AIM OF THE TASK. Quote the records below in full, exactly as given, with the images taken out.

INFORMATION GIVEN.
==================================================
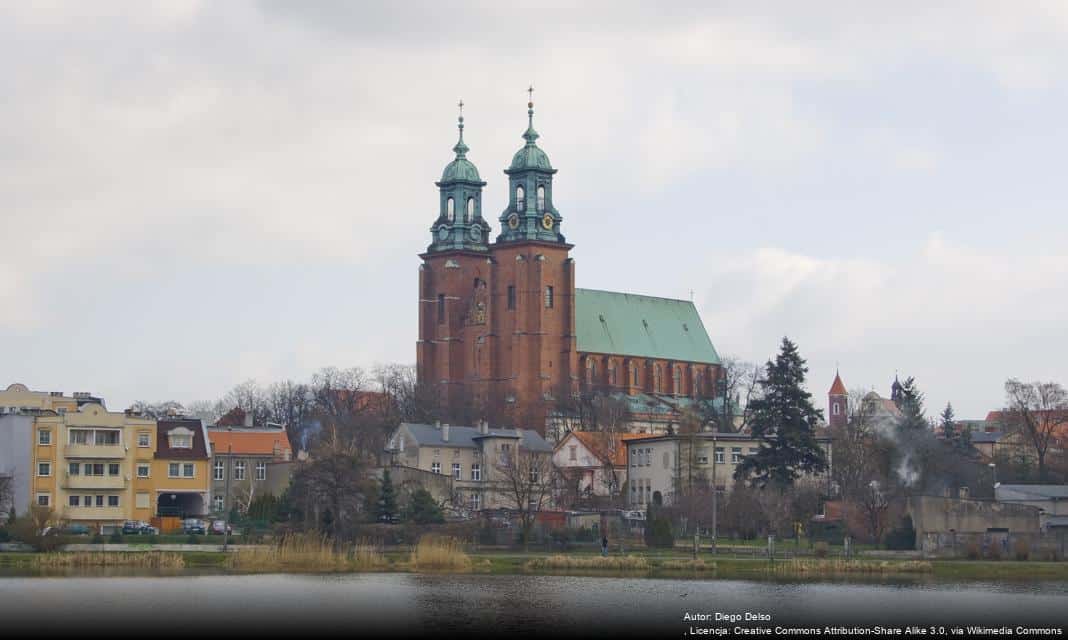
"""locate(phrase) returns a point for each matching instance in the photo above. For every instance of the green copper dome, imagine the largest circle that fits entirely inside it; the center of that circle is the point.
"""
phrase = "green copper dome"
(530, 156)
(460, 169)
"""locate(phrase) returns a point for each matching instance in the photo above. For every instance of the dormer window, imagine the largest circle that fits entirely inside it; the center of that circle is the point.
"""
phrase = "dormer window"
(179, 438)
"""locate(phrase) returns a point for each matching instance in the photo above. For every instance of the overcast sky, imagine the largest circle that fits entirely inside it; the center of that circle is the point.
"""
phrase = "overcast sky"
(198, 193)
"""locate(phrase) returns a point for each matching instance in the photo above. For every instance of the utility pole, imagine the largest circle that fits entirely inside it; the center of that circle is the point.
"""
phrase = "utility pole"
(225, 499)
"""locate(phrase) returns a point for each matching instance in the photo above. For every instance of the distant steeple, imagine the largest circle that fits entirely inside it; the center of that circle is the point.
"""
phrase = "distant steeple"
(459, 224)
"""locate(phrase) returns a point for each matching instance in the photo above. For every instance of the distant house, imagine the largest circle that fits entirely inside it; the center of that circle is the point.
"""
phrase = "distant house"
(596, 462)
(477, 461)
(249, 462)
(1051, 500)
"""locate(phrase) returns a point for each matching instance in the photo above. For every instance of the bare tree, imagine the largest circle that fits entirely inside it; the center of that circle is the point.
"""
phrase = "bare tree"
(528, 482)
(1038, 412)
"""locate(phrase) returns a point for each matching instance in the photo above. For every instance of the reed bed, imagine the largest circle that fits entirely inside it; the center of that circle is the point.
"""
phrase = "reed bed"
(439, 553)
(141, 559)
(307, 551)
(852, 566)
(615, 563)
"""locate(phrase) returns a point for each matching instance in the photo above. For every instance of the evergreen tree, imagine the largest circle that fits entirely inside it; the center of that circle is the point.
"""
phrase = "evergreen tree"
(423, 510)
(912, 407)
(387, 511)
(784, 420)
(948, 426)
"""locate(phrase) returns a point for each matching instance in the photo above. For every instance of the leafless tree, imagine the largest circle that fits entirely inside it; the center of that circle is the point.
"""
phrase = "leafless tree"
(528, 480)
(1038, 412)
==================================================
THE RESULT.
"""locate(phrase) returns a point for each matching instance in the photo above. For every instance of the green copper dome, imagine the largest circle that fits entirely inside it; the center of that circle is the point.
"""
phrase = "green copper dome"
(530, 156)
(460, 169)
"""locate(phrase) returns a point for each matching instance in the photo above. For every instance of the dormer window, imagine the largest circle that fits entirely inside it; the center of that circle is the point.
"""
phrase = "dormer window"
(179, 438)
"""locate(phrase) returns a point for each matching instance in the photo above. For every instance of the overcast sky, imagine the largest circle that fits entirely inside it; the center of that circle is the point.
"""
phrase = "overcast sky"
(198, 193)
"""locate(phrase) returns a point for each matching instance in the photo above. For every instance of the utility pole, imagine the largest circle that fits entirely inside it; the center of that circle is the point.
"""
phrase = "utility pole"
(225, 499)
"""locate(phrase) returns a point for each matching instance in the photo above. For every instance of the distant steeple, imagine the largest circle that fits entirely inside it; the center of that circle is the point.
"""
phrase = "distant steeple"
(459, 224)
"""locate(phrase) returns a point for each matching instance in the photo above. For every instance of the distant house, imagine the largest circle that fits entirely inside it; the center of that circle is the point.
"""
phrase = "distant house"
(596, 462)
(477, 461)
(249, 462)
(1051, 500)
"""locate(phrase) returns a point for each matching instance in the photo above. For every instance of the bare tree, imagine the largest circle that fits entirely inside it; the center of that circle is the point.
"""
phrase = "bare tree"
(528, 482)
(1038, 412)
"""locate(phrase) returns a point for each matching instance in the photo above. For every instance of the reed bed, imagine the largest circle that fits entirely inside it; the center of that circle is the point.
"""
phrase = "reed bed"
(439, 553)
(141, 559)
(307, 551)
(852, 566)
(615, 563)
"""locate(phrase) returns a point for each matching instance in the photo above. For every instance of the evergreen tree, imagine the largest circle that fits entirely inside it; the center of that circle is the point.
"""
phrase = "evergreen tree"
(423, 510)
(912, 407)
(387, 511)
(784, 420)
(948, 426)
"""locate(phrase) returns a point for each matching instance in the photo above. For every instance of the leafless tree, imagine the largest circle that fits entirely inside it; the center of that circle is the point.
"""
phrase = "leafless tree"
(528, 480)
(1038, 412)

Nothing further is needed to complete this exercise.